Can you copy out all of the lines below word for word, leaving the pictures out of your answer?
··· MATERIAL PROVIDED
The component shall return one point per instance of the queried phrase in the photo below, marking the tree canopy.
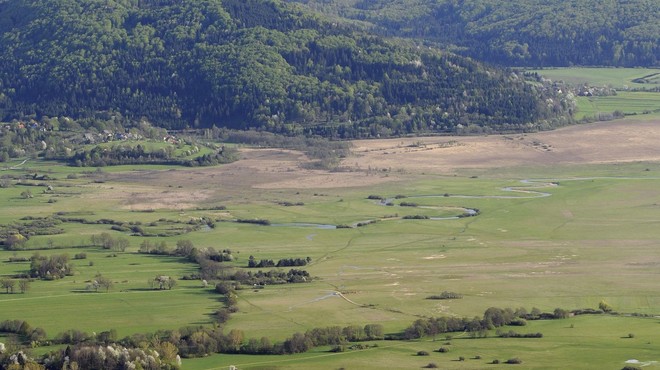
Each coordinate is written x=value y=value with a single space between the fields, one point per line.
x=519 y=32
x=244 y=64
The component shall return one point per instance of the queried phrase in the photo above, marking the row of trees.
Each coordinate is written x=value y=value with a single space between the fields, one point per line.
x=285 y=262
x=242 y=64
x=10 y=285
x=478 y=327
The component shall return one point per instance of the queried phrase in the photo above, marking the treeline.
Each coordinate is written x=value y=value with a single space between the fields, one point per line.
x=246 y=64
x=520 y=32
x=285 y=262
x=478 y=327
x=101 y=156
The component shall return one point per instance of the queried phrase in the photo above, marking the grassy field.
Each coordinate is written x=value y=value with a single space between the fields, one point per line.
x=580 y=342
x=618 y=78
x=574 y=236
x=563 y=221
x=632 y=97
x=630 y=103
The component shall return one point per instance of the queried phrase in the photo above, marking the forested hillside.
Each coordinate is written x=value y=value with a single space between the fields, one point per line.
x=242 y=64
x=520 y=32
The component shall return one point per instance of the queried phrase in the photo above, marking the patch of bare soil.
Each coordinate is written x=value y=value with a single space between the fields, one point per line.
x=379 y=161
x=603 y=142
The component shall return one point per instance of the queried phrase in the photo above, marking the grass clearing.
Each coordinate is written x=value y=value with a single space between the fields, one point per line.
x=618 y=78
x=580 y=227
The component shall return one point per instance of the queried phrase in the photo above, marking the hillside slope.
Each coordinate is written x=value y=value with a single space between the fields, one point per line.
x=520 y=32
x=246 y=64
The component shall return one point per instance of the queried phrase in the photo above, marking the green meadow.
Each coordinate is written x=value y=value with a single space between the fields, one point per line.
x=637 y=90
x=566 y=236
x=618 y=78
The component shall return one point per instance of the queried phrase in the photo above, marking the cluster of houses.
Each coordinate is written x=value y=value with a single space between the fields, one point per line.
x=107 y=136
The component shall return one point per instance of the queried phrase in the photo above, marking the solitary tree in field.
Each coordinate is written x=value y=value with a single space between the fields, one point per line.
x=15 y=241
x=104 y=282
x=24 y=285
x=604 y=306
x=8 y=284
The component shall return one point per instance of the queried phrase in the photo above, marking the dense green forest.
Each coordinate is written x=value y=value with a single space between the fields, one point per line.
x=267 y=65
x=519 y=32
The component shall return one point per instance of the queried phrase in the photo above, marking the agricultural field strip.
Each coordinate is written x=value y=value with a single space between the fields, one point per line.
x=43 y=297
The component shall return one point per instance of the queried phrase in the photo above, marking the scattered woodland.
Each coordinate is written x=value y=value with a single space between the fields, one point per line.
x=265 y=65
x=528 y=33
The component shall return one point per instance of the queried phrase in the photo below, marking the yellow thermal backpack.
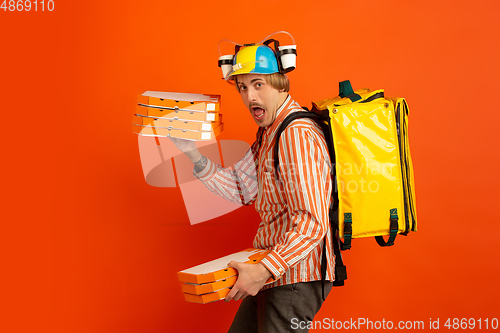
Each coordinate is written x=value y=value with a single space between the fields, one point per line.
x=367 y=137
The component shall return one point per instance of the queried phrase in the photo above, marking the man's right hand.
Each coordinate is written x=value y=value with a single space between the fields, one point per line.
x=187 y=147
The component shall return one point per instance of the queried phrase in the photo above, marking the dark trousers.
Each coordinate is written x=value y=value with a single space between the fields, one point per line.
x=279 y=309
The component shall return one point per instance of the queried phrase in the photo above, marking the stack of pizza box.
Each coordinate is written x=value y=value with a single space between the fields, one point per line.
x=192 y=117
x=212 y=281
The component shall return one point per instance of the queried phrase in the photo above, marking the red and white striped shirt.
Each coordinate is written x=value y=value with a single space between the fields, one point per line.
x=293 y=209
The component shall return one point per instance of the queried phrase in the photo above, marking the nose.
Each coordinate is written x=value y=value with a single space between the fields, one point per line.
x=251 y=95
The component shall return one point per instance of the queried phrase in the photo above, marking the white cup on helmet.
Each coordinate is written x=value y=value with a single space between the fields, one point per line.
x=288 y=56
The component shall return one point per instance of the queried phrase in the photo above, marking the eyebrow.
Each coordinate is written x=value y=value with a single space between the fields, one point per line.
x=252 y=81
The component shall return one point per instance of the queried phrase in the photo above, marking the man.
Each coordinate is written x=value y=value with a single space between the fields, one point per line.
x=293 y=203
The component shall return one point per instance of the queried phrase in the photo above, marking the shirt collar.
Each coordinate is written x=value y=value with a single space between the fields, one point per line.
x=281 y=113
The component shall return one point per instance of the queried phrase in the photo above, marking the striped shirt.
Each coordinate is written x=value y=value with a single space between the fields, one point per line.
x=294 y=207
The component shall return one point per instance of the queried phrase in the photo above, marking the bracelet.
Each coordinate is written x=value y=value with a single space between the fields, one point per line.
x=200 y=164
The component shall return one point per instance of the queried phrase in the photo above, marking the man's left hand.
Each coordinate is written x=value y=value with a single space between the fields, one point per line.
x=251 y=278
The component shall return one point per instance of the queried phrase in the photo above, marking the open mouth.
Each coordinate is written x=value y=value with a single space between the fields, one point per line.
x=258 y=112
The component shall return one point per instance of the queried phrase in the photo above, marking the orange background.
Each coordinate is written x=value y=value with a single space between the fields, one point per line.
x=88 y=246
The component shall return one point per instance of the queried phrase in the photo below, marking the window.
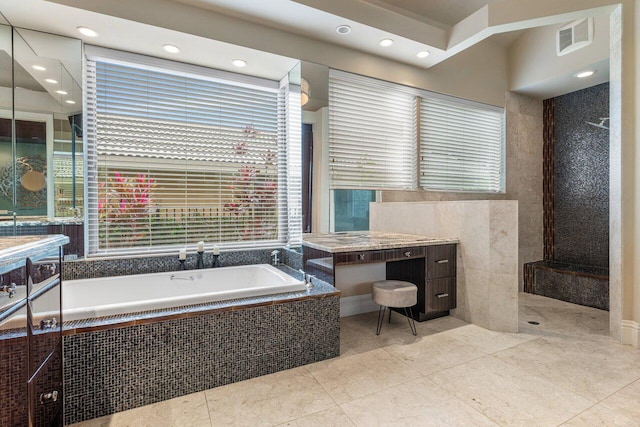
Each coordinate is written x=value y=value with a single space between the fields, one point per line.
x=461 y=145
x=179 y=153
x=351 y=209
x=372 y=134
x=375 y=128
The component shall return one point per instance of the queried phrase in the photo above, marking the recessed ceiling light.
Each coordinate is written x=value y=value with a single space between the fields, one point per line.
x=586 y=73
x=87 y=31
x=171 y=48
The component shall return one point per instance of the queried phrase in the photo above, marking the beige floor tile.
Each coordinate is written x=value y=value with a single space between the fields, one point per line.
x=267 y=400
x=486 y=340
x=626 y=401
x=396 y=332
x=332 y=417
x=508 y=395
x=446 y=323
x=416 y=403
x=185 y=411
x=592 y=369
x=601 y=416
x=435 y=352
x=558 y=318
x=362 y=374
x=540 y=301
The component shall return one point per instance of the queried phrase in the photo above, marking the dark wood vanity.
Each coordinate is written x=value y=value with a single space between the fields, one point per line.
x=430 y=264
x=31 y=384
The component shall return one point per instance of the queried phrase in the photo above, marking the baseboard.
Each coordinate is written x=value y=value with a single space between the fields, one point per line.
x=630 y=333
x=357 y=304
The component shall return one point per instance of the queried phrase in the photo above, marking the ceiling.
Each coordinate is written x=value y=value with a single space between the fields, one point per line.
x=116 y=33
x=414 y=25
x=445 y=12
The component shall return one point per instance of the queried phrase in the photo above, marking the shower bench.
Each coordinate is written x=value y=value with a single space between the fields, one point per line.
x=577 y=284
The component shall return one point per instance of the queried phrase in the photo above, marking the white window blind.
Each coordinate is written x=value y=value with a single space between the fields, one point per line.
x=177 y=154
x=461 y=145
x=372 y=134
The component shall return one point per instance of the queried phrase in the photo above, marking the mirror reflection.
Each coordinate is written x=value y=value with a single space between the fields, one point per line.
x=41 y=152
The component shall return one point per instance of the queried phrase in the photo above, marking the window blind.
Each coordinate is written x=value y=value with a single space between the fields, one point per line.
x=372 y=134
x=177 y=154
x=461 y=145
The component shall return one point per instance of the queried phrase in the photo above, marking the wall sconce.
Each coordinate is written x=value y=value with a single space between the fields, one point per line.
x=305 y=92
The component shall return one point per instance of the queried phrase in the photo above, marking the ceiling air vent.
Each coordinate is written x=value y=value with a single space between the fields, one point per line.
x=574 y=36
······
-- EXERCISE SOLUTION --
The component shall return one point per instance of the queried phrase in the photo below, marking the tree canopy.
Each coordinate is written x=value y=value with a single space between the fields, one point per line.
x=519 y=32
x=244 y=64
The component shall return one point per instance of the queried phrase in the photo above, marking the row of trees.
Each coordinate is written x=value y=value with a single space between the fields, one point per line.
x=285 y=262
x=242 y=64
x=10 y=285
x=478 y=327
The component shall return one point per instance of the queried phrase in the photo above, marking the treeline.
Each coordinate is written x=value y=value with a single space between the fields, one point per line.
x=246 y=64
x=520 y=32
x=285 y=262
x=478 y=327
x=101 y=156
The component shall return one point per instance of the queried phrase in the photo above, marking the grassy field.
Each coordinate is written x=value y=value with a single space between the fields, one point per line.
x=580 y=342
x=618 y=78
x=574 y=236
x=563 y=221
x=632 y=97
x=630 y=103
The component shall return one point per instance of the queried phrase in the photo above, marking the forested hillside.
Each coordinate is written x=value y=value with a single space between the fields, one point per line.
x=242 y=64
x=520 y=32
The component shall return one point per instance of the queried phrase in the photo above, marking the patch of bare soil.
Each coordinate is written x=value y=value with a single space between the fields, one point per line.
x=379 y=161
x=603 y=142
The component shall return one point per instance of the queried phrase in the photo above, marking the grass clearing.
Each coordinate is written x=value y=value with a single space between the fields, one point per line.
x=618 y=78
x=580 y=227
The component shall return one point per instance of the queried phrase in the photo above, marking the hillside slope.
Each coordinate is written x=value y=value with a single space between the fields, one point per line.
x=520 y=32
x=246 y=64
The component shall return one point per instance of the queried phrase in the photo above, marking the green meadow.
Each coordinate is written x=value y=value with a single space between the fields, one point per line.
x=637 y=90
x=566 y=236
x=618 y=78
The component shall return one point per instance of the queried phrase in the photo above, marking the cluster of houses.
Each coordinate is written x=value y=value with a single space between the fields, one point per line.
x=107 y=136
The component shall return one point per instance of the queried phrase in the photo above, marking the solitary tree in field.
Each coordinate is written x=value y=value with a single space between the fields, one point per line.
x=15 y=241
x=104 y=282
x=24 y=285
x=604 y=306
x=8 y=284
The component shall return one point per instance of the queried phrase in the photo above, marking the dense green forest.
Each coordinate is written x=value y=value with a single space between the fields, one point per line.
x=267 y=65
x=519 y=32
The component shall return one point per instance of the queried phrase in the photo above, marking the agricultural field strip.
Each coordinate is written x=value y=value with a single space between the fields, one point per line.
x=43 y=297
The component shall return one point per instance of the queried phrase in the photo above, marking the scattered woodland.
Each coordinate is written x=value y=value with a single space between the fields, one point per line.
x=265 y=65
x=528 y=33
The component shall return one point per instance of the queried phrase in the photo below, marking the yellow thermal backpack.
Each coordinate is written x=value y=value with a single space between the fields, one point per line.
x=367 y=137
The component shall return one point per instance of the queried phrase in the photo above, marking the man's right hand.
Each coordinate is written x=value y=value with a single space between the fields, one point per line.
x=187 y=147
The component shall return one point per instance of the queried phrase in the photo above, marking the dark trousers.
Each coordinate is written x=value y=value with a single space between the fields, one point per line.
x=279 y=309
The component shall return one point per instance of the queried phrase in the photo above, marking the stack of pizza box.
Each coordinate is written x=value y=value with a single space between the fields, one point per line.
x=192 y=117
x=212 y=281
The component shall return one point per instance of the queried phrase in the photo above, marking the red and white striped shirt.
Each coordinate is written x=value y=value with a single space between the fields, one point per line.
x=293 y=209
The component shall return one point per instance of the queried phrase in the photo above, marking the nose.
Each coordinate is written x=value y=value with a single space between the fields, one point per line.
x=251 y=95
The component shall return one point per instance of the queried phrase in the photo above, marking the white cup on helmet.
Each coordinate is written x=value y=value with a single space between the fields, one point per line.
x=288 y=56
The component shall return one point per instance of the queried phrase in the photo above, marking the eyebrow.
Each coordinate is written x=value y=value with a single space between the fields, one point per line.
x=252 y=81
The component shall return one point per instance of the queried phrase in the photo above, marking the man.
Each coordinate is written x=value y=value with a single space between the fields, one point per line.
x=293 y=203
The component shall return one point per instance of the queried phrase in the photo above, marking the shirt collar.
Each coordinate is written x=value y=value with a single space between the fields, one point per line.
x=281 y=113
The component shall return one point per instance of the queried phrase in the photo above, marking the striped shirt.
Each coordinate is written x=value y=value with a single space between the fields, one point per line.
x=294 y=207
The component shall return one point per instance of the queried phrase in the photo above, marking the bracelet.
Each coordinate is written x=value y=value with a single space between the fields, one point per line.
x=200 y=164
The component shall return one point per instance of the queried phrase in the photo above, marking the man's left hand.
Each coordinate is written x=value y=value with a single space between the fields, one point per line.
x=251 y=278
The component shall return one point per instance of the queried phrase in the photo above, marking the open mouth.
Each coordinate is written x=value y=value with a single space between the fields, one point per line.
x=258 y=112
The component shall return one point per instance of the queried phrase in the photo above, marking the orange background.
Each coordinate is written x=value y=value with a single space between the fields, one point per line.
x=88 y=246
The component shall return one point per instance of the queried phrase in the photo below, marking the window.
Each coordinate is written x=value y=value with a single space between the fields, one point per line.
x=461 y=145
x=179 y=153
x=351 y=209
x=372 y=134
x=375 y=128
The component shall return one point per instance of the queried phrase in the photo above, marking the recessed ceiling light.
Each coordinate is written x=value y=value with a single space between the fields, one point per line.
x=586 y=73
x=87 y=31
x=171 y=48
The component shall return one point per instance of the queried phrase in the photo above, marking the beige floor tile.
Each coordinate is written x=value y=value with a single space between the fields, one point per line.
x=267 y=400
x=486 y=340
x=626 y=401
x=396 y=332
x=332 y=417
x=508 y=395
x=446 y=323
x=416 y=403
x=185 y=411
x=592 y=369
x=601 y=416
x=435 y=352
x=558 y=318
x=362 y=374
x=540 y=301
The component shall return one point per instance of the queried phrase in the photo above, marking the dark wood vanity.
Each coordinate is written x=value y=value with a single space between the fields, one point per line.
x=430 y=264
x=31 y=384
The component shall return one point per instance of the queried phrase in the photo above, marking the baseboard.
Each coordinate is written x=value y=value with a single space between the fields, one point per line.
x=630 y=333
x=357 y=304
The component shall return one point per instance of the queried phrase in the photo above, marking the ceiling.
Each coordinate is written x=value y=value with a single space between the fields, one point per line.
x=116 y=33
x=414 y=25
x=445 y=12
The component shall return one point per instance of the queried phrase in the photo above, marking the shower bench.
Each coordinate is written x=value y=value with a single space between the fields, one point per line.
x=577 y=284
The component shall return one point per instance of the queried phrase in the photo above, marking the white window blind.
Each coordinate is written x=value y=value with a single space between the fields, one point per line.
x=177 y=154
x=461 y=145
x=372 y=134
The component shall return one point per instance of the queried phrase in the photo above, marking the mirror reflection.
Each coordinate is written x=value y=value with a single space between the fields, one point per line.
x=41 y=152
The component shall return one point per instance of the queried phrase in the photo above, marking the window blind.
Each coordinate is written x=value y=value with a single space between the fields, one point per line.
x=372 y=134
x=177 y=154
x=461 y=145
The component shall return one point per instance of the queried phrase in the photo above, marking the wall sconce.
Each coordinate is written x=value y=value with a single space between the fields, one point per line.
x=305 y=92
The component shall return one point per instance of the queried phrase in the photo above, marking the ceiling air vent.
Each coordinate is written x=value y=value with a single space between the fields, one point per line.
x=574 y=36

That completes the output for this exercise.